■ PASSAGE FOR REVIEW ■
..........

In a large frying pan or cast iron skillet, heat butter and sesame oil over low heat. Add meat, increase heat to medium, and cook for about five minutes each side. Glaze with orange juice concentrate and sprinkle with sesame seeds.

For the SQUASH:
Without cleaning the skillet...

Ingredients
- 2 medium yellow squash, chopped
- about 2 tablespoons of sesame oil
- about 2 tablespoons butter
- about 2 tablespoons sesame seeds
- about 3 tablespoons soy sauce
- one cup water
- about two tablespoons orange juice concentrate

Add first four ingredients to skillet over medium heat, squash last.

Combine remaining ingredients in a bowl to make a sauce.

Stir fry squash until golden. Add sauce and cook until the juice boils down.

Honey-glazed double grilled cheese

Nothing soothes my soul like a grilled cheese sandwich. I bought Archer Farm multigrain sandwich bread at Target last night with this purpose in mind.

Ingredients:
- 4 slices Archer Farm Multigrain sandwich bread
- 1 stick butter, room temperature
- about four ounces extra sharp cheddar
- about 3/4 cup six blend Italian shredded cheese (Market Pantry)

..........

Answer these questions about the recipes:
1. Over what heat are the butter and sesame oil first heated for the meat?
2. How many yellow squash does the squash ingredient list call for?
3. At which store was the multigrain sandwich bread bought?

..........

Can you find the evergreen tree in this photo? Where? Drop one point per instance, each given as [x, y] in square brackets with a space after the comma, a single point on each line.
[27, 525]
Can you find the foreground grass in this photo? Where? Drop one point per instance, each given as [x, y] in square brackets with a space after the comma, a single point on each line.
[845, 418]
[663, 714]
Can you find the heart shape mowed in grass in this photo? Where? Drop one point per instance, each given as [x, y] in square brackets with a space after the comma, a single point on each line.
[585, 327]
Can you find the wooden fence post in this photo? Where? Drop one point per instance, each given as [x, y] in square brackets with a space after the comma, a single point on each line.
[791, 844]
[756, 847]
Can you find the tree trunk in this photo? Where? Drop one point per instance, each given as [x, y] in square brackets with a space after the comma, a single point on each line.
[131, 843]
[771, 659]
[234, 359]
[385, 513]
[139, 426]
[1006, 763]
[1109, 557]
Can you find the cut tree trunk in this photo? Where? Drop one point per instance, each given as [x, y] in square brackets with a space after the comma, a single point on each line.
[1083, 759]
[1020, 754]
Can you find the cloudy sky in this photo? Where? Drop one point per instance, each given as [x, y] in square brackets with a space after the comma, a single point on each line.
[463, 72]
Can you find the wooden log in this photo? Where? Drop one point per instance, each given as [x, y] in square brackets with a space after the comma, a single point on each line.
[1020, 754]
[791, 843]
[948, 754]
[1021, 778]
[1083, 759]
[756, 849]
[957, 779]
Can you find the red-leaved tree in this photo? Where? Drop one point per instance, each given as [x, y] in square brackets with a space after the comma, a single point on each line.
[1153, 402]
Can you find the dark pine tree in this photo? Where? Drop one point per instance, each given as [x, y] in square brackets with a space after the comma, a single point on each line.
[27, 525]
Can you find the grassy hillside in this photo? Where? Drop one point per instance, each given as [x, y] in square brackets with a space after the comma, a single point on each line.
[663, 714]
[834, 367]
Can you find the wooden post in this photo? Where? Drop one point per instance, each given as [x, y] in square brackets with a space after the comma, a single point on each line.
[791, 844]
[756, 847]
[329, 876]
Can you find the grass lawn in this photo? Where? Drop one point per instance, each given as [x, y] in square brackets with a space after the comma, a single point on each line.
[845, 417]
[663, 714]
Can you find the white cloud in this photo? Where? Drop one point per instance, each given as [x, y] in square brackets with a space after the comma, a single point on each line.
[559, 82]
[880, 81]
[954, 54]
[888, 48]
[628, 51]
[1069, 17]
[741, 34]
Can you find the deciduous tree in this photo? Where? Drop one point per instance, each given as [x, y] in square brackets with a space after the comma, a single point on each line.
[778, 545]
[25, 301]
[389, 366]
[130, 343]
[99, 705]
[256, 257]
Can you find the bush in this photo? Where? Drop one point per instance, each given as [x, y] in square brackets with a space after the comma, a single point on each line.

..........

■ EXERCISE OUTPUT ■
1. Low heat.
2. Two medium yellow squash, chopped.
3. Target.